Work request:
Isolate every line in the data with the string "instance" and copy it.

Data to use Block Start

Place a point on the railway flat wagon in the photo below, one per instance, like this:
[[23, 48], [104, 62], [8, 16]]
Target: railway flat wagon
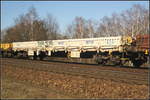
[[117, 50]]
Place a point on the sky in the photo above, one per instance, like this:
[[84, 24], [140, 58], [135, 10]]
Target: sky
[[64, 11]]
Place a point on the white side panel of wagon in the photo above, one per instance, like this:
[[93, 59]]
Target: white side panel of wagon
[[25, 45]]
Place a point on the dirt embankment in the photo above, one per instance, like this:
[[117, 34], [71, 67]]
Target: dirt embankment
[[76, 86]]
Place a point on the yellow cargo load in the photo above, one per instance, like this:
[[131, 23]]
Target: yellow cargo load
[[6, 46]]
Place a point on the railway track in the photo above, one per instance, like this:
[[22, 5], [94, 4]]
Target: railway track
[[79, 70]]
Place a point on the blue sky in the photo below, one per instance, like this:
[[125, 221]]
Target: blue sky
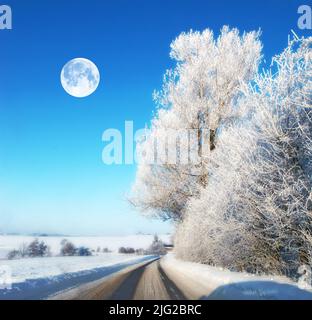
[[52, 178]]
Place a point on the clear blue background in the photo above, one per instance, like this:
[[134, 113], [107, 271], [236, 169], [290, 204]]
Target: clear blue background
[[52, 178]]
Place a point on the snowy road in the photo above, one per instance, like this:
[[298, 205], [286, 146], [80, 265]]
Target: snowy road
[[146, 281], [171, 279]]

Data to use Block End

Exercise solution:
Place a point on the railway flat wagon in the photo below, one per instance, like this:
Place a point on the sky in the photo above, one per instance, like this:
Place a point on the white side panel of wagon in the photo above, one per instance, like this:
Place a point on the dirt embankment in the photo above, one per instance, like this:
Place a point on the yellow cargo load in the photo above, one per instance, like this:
Place a point on the railway track in the photo above, one per instance, like this:
Place a point on the blue sky in the photo below, one per instance, like this:
Place a point on the clear blue background in the photo above, one per instance, like this:
Place a point on the snowy road in the photo above, one per instance, like this:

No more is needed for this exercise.